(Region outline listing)
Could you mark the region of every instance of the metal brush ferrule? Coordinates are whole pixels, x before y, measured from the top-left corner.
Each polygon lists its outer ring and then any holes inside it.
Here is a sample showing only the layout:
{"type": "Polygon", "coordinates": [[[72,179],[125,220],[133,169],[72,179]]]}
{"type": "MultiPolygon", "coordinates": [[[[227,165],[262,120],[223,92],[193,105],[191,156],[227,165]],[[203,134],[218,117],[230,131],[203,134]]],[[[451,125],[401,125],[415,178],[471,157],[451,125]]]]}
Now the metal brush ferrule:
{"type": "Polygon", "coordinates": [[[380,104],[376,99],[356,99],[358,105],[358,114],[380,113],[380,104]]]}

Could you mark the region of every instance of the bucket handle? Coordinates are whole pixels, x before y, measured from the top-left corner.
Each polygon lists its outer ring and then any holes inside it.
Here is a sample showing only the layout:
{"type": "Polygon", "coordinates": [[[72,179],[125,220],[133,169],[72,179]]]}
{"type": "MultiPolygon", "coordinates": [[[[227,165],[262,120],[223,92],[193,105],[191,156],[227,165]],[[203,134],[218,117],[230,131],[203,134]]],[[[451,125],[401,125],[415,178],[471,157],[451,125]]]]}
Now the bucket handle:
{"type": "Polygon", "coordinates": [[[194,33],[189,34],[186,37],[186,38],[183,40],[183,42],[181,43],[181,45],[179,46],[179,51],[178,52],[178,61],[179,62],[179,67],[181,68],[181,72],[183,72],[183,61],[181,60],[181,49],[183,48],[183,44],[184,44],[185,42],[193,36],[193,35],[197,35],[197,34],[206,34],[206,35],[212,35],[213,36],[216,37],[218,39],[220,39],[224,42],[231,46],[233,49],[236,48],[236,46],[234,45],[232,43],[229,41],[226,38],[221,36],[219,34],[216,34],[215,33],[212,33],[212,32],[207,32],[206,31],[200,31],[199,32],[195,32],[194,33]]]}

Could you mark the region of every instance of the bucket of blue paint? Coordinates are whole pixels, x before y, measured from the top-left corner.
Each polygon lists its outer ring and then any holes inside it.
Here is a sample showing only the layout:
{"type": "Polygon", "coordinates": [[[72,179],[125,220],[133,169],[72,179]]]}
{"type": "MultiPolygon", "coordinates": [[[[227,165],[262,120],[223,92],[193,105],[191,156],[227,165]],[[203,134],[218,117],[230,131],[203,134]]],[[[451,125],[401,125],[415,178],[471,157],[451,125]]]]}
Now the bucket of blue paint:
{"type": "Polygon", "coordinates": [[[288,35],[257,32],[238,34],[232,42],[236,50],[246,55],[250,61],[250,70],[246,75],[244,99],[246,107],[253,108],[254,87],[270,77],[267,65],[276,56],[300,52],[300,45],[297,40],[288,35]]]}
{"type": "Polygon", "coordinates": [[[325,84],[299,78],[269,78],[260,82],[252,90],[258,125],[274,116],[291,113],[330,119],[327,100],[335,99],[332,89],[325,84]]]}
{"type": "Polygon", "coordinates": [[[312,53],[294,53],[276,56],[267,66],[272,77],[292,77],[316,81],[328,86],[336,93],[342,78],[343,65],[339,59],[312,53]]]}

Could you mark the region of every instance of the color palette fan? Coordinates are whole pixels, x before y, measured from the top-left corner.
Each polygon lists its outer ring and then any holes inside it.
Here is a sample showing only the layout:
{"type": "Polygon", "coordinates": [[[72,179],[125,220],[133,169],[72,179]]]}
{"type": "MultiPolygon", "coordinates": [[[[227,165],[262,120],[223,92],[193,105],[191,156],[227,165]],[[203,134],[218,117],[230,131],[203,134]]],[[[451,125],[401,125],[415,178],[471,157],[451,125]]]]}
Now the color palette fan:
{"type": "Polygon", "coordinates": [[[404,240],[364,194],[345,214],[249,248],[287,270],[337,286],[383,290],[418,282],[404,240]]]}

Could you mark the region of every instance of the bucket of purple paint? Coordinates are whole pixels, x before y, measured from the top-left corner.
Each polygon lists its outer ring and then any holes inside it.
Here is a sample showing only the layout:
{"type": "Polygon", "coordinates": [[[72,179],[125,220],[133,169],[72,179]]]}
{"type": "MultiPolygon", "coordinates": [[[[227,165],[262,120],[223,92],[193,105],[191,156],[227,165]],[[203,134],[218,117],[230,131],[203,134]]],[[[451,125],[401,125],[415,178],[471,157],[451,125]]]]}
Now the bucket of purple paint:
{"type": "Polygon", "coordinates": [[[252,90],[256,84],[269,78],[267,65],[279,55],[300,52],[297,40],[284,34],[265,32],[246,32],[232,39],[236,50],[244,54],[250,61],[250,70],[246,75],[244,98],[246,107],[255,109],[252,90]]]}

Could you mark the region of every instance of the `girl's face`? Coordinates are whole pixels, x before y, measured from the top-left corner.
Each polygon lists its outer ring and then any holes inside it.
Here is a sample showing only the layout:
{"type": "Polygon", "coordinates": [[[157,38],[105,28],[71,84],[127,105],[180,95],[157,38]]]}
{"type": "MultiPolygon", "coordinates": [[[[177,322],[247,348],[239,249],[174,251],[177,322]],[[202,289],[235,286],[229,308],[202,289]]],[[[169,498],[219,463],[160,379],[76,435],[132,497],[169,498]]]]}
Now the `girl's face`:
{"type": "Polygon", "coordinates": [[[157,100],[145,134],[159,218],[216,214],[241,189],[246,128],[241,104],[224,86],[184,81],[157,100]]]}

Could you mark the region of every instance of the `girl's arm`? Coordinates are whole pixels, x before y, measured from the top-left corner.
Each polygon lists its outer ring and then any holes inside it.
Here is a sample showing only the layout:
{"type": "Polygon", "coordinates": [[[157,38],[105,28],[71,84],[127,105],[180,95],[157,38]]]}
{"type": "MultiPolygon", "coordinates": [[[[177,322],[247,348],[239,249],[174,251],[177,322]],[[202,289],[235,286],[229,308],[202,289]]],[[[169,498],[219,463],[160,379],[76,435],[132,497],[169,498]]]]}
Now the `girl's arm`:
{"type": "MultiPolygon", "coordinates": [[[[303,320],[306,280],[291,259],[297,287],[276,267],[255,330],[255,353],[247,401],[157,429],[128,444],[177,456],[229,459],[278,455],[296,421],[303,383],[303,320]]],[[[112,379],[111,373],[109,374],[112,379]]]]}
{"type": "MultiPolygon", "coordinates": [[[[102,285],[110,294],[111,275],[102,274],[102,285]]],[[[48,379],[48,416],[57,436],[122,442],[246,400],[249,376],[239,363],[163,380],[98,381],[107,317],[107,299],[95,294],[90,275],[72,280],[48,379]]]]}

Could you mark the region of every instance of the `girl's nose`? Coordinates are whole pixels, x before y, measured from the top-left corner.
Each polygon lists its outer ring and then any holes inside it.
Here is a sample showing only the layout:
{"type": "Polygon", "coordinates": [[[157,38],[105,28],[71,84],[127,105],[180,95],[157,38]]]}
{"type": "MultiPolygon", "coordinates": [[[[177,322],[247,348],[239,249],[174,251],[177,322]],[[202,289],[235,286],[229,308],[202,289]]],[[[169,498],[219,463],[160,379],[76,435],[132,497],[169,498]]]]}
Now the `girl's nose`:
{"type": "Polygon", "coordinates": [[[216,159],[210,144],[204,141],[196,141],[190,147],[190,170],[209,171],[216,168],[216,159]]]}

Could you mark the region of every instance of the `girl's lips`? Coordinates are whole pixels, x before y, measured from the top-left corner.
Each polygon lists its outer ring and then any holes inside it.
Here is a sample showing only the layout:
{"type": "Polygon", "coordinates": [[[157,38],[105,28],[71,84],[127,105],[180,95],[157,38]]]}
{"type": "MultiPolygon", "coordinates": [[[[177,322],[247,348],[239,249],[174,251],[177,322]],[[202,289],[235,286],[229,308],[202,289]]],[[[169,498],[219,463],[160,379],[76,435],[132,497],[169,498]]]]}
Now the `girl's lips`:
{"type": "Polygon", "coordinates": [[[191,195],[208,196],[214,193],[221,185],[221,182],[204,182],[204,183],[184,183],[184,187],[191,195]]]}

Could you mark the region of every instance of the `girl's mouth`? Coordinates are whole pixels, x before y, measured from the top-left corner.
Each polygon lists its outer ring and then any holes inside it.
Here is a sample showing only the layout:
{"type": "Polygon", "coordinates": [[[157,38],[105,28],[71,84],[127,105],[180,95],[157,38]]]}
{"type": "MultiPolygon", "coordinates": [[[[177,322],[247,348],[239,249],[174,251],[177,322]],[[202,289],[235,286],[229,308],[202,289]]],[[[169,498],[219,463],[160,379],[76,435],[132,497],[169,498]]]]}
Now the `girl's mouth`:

- _WRITTEN INSTRUCTION_
Locate every line in the listing above that contains the string "nose", and copy each of those lines.

- _REPLY_
Could you mark the region of every instance of the `girl's nose`? Coordinates are whole pixels, x before y, measured from the top-left corner.
Now the `girl's nose`:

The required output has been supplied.